- [TEKS YANG DIBERIKAN]:

SOLOPOS.COM - Warga memetik jambu di salah satu kebun di Desa Pranan, Polokarto, Sukoharjo, Sabtu (29/7/2023). (Solopos.com/Magdalena Naviriana Putri)

Solopos.com, SUKOHARJO — Pohon jambu air menjadi salah satu potensi yang dimiliki Desa Pranan, Polokarto, Sukoharjo. Setidaknya 3.500 batang pohon buah ini tumbuh subur di Desa Pranan dan jadi sumber penghidupan bagi warga di sana.

Setiap rumah warga di 16 RT di desa setempat rata-rata memiliki pohon jambu air minimal satu batang. Salah satu petani jambu desa setempat, Sugino, 50, mengatakan butuh waktu tiga tahun biar bisa berbuah, itu pun dengan catatan pohonnya harus terawat.

- [TUGAS YANG DITETAPKAN 1]: Perbarui bagian teks tentang pohon jambu air mulai dari "Setiap rumah warga" sampai "pohonnya harus terawat." dengan mengganti "tiga tahun" menjadi "empat tahun".
- [TUGAS YANG DITETAPKAN 2]: Menurut teks tentang pohon jambu air, setidaknya berapa batang pohon jambu air yang tumbuh di Desa Pranan?

- [Baris Tersimpan]:
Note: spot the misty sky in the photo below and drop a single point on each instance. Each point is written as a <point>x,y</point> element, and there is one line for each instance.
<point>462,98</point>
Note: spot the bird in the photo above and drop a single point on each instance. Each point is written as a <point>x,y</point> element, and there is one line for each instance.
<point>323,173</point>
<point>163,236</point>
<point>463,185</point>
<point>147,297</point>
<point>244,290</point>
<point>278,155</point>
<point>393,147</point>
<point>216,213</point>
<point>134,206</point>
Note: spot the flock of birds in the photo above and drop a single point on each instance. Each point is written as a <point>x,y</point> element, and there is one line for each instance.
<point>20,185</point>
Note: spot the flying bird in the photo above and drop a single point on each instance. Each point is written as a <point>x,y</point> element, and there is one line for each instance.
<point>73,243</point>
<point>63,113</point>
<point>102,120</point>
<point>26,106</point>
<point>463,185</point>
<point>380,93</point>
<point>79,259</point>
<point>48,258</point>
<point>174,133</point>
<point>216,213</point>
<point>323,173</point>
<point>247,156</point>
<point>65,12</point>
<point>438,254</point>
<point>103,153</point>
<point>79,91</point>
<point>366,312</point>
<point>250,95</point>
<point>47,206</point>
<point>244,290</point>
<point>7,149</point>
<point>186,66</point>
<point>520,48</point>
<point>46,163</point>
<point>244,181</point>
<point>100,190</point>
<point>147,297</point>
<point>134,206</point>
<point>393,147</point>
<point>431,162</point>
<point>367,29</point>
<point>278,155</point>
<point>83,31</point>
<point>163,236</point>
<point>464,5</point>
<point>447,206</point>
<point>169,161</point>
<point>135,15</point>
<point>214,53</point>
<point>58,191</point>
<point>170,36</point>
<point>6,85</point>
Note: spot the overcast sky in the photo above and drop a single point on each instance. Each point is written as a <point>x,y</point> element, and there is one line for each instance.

- [HASIL LENGKAP 1]:
Setiap rumah warga di 16 RT di desa setempat rata-rata memiliki pohon jambu air minimal satu batang. Salah satu petani jambu desa setempat, Sugino, 50, mengatakan butuh waktu empat tahun biar bisa berbuah, itu pun dengan catatan pohonnya harus terawat.

- [HASIL LENGKAP 2]: Setidaknya 3.500 batang.